TASK:
Reproduce verbatim everything in the material from its first line down to the line that contains "[[[103,75],[103,64],[94,62],[94,75]]]", including both of those lines.

── DATASET ROWS ──

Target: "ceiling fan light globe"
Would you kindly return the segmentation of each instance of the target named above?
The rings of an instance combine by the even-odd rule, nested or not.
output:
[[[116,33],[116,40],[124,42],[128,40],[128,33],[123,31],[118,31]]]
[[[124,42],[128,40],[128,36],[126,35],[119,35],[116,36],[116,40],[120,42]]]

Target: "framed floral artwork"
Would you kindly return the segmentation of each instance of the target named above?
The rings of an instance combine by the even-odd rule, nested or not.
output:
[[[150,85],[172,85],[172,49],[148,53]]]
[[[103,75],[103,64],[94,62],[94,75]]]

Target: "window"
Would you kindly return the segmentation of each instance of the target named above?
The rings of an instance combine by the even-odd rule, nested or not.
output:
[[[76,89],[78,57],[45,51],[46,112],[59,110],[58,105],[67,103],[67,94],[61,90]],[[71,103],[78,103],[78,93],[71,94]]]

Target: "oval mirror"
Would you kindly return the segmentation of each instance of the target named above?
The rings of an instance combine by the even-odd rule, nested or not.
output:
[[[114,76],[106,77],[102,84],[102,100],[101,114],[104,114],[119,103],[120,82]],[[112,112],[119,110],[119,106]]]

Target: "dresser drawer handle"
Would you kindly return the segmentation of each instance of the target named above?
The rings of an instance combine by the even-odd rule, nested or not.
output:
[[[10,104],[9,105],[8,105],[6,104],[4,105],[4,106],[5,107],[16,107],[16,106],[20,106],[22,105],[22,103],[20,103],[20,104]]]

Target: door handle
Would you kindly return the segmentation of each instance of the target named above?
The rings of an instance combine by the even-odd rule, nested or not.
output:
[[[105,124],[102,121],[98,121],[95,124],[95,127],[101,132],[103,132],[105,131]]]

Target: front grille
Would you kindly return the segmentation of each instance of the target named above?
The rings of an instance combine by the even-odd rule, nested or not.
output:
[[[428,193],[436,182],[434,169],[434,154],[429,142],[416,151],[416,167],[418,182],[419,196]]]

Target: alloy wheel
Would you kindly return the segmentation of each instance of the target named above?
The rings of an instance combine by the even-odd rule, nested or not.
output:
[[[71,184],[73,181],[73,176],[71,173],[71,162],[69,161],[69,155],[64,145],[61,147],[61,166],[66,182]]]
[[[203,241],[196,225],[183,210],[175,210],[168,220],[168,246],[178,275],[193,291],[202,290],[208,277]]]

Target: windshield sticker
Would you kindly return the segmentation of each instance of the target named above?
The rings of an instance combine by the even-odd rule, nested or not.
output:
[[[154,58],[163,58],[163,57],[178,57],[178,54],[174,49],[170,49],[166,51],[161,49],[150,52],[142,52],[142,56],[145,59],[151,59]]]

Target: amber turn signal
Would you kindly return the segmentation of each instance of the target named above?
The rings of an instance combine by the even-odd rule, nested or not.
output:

───

RESULT BELOW:
Target: "ceiling fan light globe"
Would you kindly return the segmentation of each instance of the target named above?
The rings of an instance combine by the even-odd rule, nested or not.
output:
[[[116,33],[116,40],[124,42],[128,40],[128,33],[123,31],[118,31]]]
[[[124,42],[128,40],[128,36],[126,35],[119,35],[116,36],[116,40],[120,42]]]

Target: "framed floral artwork"
Would you kindly return the segmentation of each instance of the target named above?
The rings of an instance combine by the even-odd rule, nested or not.
output:
[[[150,85],[172,85],[172,49],[148,53]]]
[[[103,75],[103,64],[94,62],[94,75]]]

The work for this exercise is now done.